Философский комментарий. Статьи, рецензии, публицистика 1997 - 2015
Шрифт:
Каритативный акт так устраняет барьер между двумя лицами, что предоставляет Другому, наделяемому собственностью, возможность выйти из себя, из стазиса, ступить на путь саморазвития, по большому счету — объявиться в качестве субъекта истории. Адресат дарения обретает — ни много ни мало — зачаточную суверенность, коль скоро он волен по своему усмотрению распоряжаться полученным во владение (хотя бы суверенность и не была достижима во всей полноте, как резонно утверждал Жорж Батай). И напротив: преступник изымает Другого из имманентной тому истории, покушается ли он на жизнь и имущество своих жертв, подвергает ли он их плоть физическому насилию или обманывает их ожидания, не соблюдая договор, заключенный с партнерами. Делинквент узурпирует историю, самозванно вмешивается в чужое время, не вырабатывая своего, запечатлеваемого в творческом продукте. Тираны склонны к кровавым злодеяниям (а кое-кто из демократически избранных правителей вроде президента США Ричарда Никсона — к высокомерному игнорированию закона) по той причине, что поднявшимся на вершину власти мнится, будто история — их личная добыча. Преступления архетипичны, их набор неизменен, ибо какова бы ни была их совершенствующаяся техническая оснащенность, они равно экспроприируют нашу всеобщую вовлеченность в историю.
Соображение Блаженного Августина о том, что в сердцевине преступления зияет пустота, приемлемо лишь отчасти — оно учитывает только точку зрения потерпевшей стороны. Пустившийся во все тяжкие ощущает нехватку жизненного времени, подобно любому из смертных.В отличие от прочих, он, однако, находит выход из цейтнота не в чем ином, как в присвоении себе такой привилегии, которая позволяет ему властвовать над смертью Другого (или, по меньшей мере, ввергать Другого в состояние недостачи). Преступник испытывает особую эмпатию, не пониженную, как полагают психокриминологи, а повышенную — он способен вчувствоваться в Другого даже тогда, когда того как бы нет. В танатологическом сопереживании Другому преступник возмещает собственную финальность, попирает свою смерть чужой, надеется выиграть для себя время, убывающее у сопряженного «я». Управляя Танатосом, он, как ни парадоксально это звучит, самоубийствен применительно к своей жертве. Такое остраненное самоубийство переносит индивида за порог его будущего отсутствия. Исламистские террористы-смертники — из того же ряда: ведь им грезится ожидающее их райское блаженство. Какой бы ни была фактическая нажива преступника, его всегдашнее сокровенное приобретение — нейтрализованное Ничто. Оно ни praesentia, ни absentia — и потому дерзость, риск, головокружительное упоение лихостью; оно несказуемое пребывание в небытном — и потому противозаконный поступок скрытен даже в условиях, когда за ним не маячит угроза возмездия, как во многих случаях государственного произвола.

Цель
Переведите на английский язык предложение из исходного текста: «Делинквент узурпирует историю, самозванно вмешивается в чужое время, не вырабатывая своего, запечатлеваемого в творческом продукте». Записи здесь не используются.

Извлечённые сведения
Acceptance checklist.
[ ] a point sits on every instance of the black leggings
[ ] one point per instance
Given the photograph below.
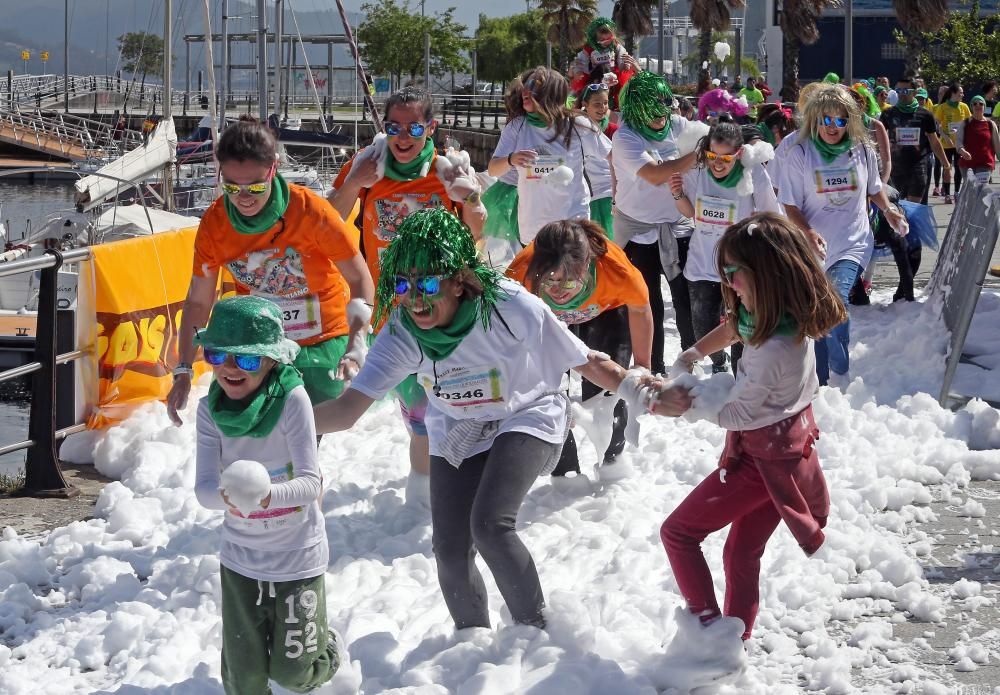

---

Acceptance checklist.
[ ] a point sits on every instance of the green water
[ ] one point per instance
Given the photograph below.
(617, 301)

* * *

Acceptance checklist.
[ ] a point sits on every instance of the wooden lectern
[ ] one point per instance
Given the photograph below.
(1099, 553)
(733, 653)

Полный ответ
The delinquent usurps history, intruding like an impostor into another's time without working out a time of his own, one imprinted in a creative product.